**SET PROBLEM**
Please copy every line of the records below word for word, leaving nothing out and changing nothing.

**RECORD LIST**
"""
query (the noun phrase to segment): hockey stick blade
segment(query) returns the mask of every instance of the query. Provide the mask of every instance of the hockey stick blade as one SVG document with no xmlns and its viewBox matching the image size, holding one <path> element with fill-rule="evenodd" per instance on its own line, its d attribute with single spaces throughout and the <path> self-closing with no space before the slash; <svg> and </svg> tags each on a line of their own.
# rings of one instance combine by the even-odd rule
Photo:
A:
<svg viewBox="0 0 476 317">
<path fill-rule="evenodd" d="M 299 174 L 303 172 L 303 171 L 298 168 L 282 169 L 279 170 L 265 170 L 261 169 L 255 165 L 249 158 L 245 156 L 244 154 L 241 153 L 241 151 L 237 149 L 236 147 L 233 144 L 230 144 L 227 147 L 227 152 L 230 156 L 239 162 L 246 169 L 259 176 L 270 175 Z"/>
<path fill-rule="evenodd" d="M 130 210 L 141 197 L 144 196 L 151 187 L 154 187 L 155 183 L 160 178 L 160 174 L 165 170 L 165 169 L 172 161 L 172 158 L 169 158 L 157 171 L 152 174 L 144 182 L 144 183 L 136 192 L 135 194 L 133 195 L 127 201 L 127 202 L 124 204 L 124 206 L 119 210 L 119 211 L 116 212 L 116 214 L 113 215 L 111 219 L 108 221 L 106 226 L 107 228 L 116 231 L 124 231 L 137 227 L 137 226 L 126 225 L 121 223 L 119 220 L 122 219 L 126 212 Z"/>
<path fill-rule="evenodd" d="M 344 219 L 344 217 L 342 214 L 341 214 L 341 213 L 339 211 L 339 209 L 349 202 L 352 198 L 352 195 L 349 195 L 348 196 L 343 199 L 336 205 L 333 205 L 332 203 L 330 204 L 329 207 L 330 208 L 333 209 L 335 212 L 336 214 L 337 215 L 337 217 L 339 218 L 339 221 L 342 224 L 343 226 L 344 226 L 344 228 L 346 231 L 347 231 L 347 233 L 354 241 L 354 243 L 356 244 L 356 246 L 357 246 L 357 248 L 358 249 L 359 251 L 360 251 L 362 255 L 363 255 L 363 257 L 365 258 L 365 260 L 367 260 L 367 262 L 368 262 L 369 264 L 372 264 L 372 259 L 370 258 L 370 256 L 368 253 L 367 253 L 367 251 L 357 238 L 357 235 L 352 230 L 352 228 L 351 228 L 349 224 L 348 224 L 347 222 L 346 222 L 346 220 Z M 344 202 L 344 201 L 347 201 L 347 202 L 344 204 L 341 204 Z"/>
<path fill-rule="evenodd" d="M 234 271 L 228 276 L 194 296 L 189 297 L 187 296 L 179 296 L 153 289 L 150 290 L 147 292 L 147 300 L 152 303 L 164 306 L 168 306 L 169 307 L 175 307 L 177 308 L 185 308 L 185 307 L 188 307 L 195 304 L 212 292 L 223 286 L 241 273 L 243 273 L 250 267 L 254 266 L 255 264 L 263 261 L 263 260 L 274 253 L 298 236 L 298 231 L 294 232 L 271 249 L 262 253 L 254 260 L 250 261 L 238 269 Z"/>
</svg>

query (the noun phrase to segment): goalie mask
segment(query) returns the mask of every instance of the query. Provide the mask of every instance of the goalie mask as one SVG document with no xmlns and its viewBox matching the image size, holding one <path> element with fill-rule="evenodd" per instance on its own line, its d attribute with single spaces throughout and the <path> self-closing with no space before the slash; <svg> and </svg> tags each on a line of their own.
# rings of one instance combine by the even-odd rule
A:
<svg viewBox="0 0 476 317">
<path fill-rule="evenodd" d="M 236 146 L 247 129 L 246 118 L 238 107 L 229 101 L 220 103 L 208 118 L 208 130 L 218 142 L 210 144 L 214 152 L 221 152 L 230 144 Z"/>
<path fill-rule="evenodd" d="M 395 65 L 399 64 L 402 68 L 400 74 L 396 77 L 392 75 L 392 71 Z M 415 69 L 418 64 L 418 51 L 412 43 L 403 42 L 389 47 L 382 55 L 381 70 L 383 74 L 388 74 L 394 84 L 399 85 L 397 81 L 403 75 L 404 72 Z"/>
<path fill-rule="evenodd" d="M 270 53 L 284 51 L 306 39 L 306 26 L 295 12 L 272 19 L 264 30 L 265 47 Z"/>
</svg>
"""
**FINAL RESULT**
query (the noun phrase to segment): hockey stick blade
segment(query) returns the mask of every instance of the query. Provide the mask of every instance of the hockey stick blade as one SVG document with no xmlns and its viewBox matching the image size, holding one <path> element with fill-rule="evenodd" per instance on its own line, its d attribute with single spaces throughout and the <path> self-closing with no space before the slash; <svg> and </svg> tags each on a line of their own.
# rings of one instance combine by the even-odd rule
Photo:
A:
<svg viewBox="0 0 476 317">
<path fill-rule="evenodd" d="M 299 174 L 303 172 L 303 171 L 298 168 L 282 169 L 279 170 L 265 170 L 261 169 L 255 165 L 249 158 L 245 156 L 244 154 L 241 153 L 241 151 L 237 149 L 236 147 L 233 144 L 230 144 L 227 147 L 227 152 L 230 156 L 239 162 L 246 169 L 259 176 L 270 175 Z"/>
<path fill-rule="evenodd" d="M 130 210 L 141 197 L 144 196 L 151 187 L 154 187 L 155 183 L 160 178 L 160 174 L 165 170 L 165 169 L 172 161 L 172 158 L 169 158 L 157 171 L 152 174 L 144 182 L 144 183 L 136 192 L 135 194 L 133 195 L 127 201 L 127 202 L 124 204 L 124 206 L 119 210 L 119 211 L 116 212 L 116 214 L 113 215 L 111 219 L 108 221 L 106 226 L 107 228 L 116 231 L 124 231 L 137 227 L 137 226 L 126 225 L 121 223 L 119 220 L 122 219 L 126 212 Z"/>
<path fill-rule="evenodd" d="M 344 219 L 344 217 L 342 214 L 341 214 L 341 213 L 339 211 L 339 209 L 349 202 L 352 198 L 352 195 L 349 195 L 348 196 L 343 199 L 336 205 L 333 205 L 332 203 L 330 204 L 329 207 L 330 208 L 333 209 L 335 212 L 336 214 L 337 215 L 337 217 L 339 218 L 339 221 L 342 224 L 343 226 L 344 226 L 344 228 L 346 231 L 347 231 L 347 233 L 354 241 L 354 243 L 356 244 L 356 246 L 357 246 L 357 248 L 358 249 L 359 251 L 360 251 L 362 255 L 363 255 L 363 257 L 365 258 L 365 260 L 367 260 L 367 262 L 368 262 L 369 264 L 372 264 L 372 259 L 370 258 L 370 256 L 368 253 L 367 253 L 367 251 L 357 238 L 357 235 L 352 230 L 352 228 L 351 228 L 349 224 L 348 224 L 347 222 L 346 222 L 346 220 Z M 344 202 L 344 201 L 347 201 L 347 202 L 344 204 L 341 204 Z"/>
<path fill-rule="evenodd" d="M 234 271 L 228 276 L 194 296 L 189 297 L 187 296 L 179 296 L 153 289 L 150 290 L 147 292 L 147 300 L 152 303 L 164 306 L 168 306 L 169 307 L 175 307 L 177 308 L 185 308 L 185 307 L 188 307 L 195 304 L 212 292 L 223 286 L 241 273 L 243 273 L 250 267 L 254 266 L 255 264 L 263 261 L 263 260 L 274 253 L 298 236 L 298 231 L 294 232 L 271 249 L 262 253 L 254 260 L 250 261 L 238 269 Z"/>
</svg>

query (the noun phrase to segment): goalie mask
segment(query) returns the mask of every instance of the query. Provide the mask of every instance of the goalie mask as one SVG document with no xmlns and its viewBox matching the image size, holding one <path> element with fill-rule="evenodd" per instance on its own line, its d attribute with single spaces throughout and the <path> self-closing with no space before the slash; <svg> and </svg> tags each on a line of their own.
# rings of one instance combine by the even-odd rule
A:
<svg viewBox="0 0 476 317">
<path fill-rule="evenodd" d="M 236 146 L 247 129 L 246 118 L 238 107 L 229 101 L 220 103 L 208 118 L 208 130 L 218 142 L 210 144 L 214 152 L 221 152 L 230 144 Z"/>
<path fill-rule="evenodd" d="M 395 65 L 399 64 L 402 68 L 400 74 L 396 77 L 392 75 L 392 71 Z M 415 69 L 418 64 L 418 51 L 412 43 L 403 42 L 389 47 L 382 55 L 381 70 L 383 74 L 388 74 L 394 84 L 399 85 L 397 81 L 403 75 L 404 72 Z"/>
<path fill-rule="evenodd" d="M 270 53 L 284 51 L 306 39 L 306 26 L 295 12 L 272 19 L 264 30 L 265 47 Z"/>
</svg>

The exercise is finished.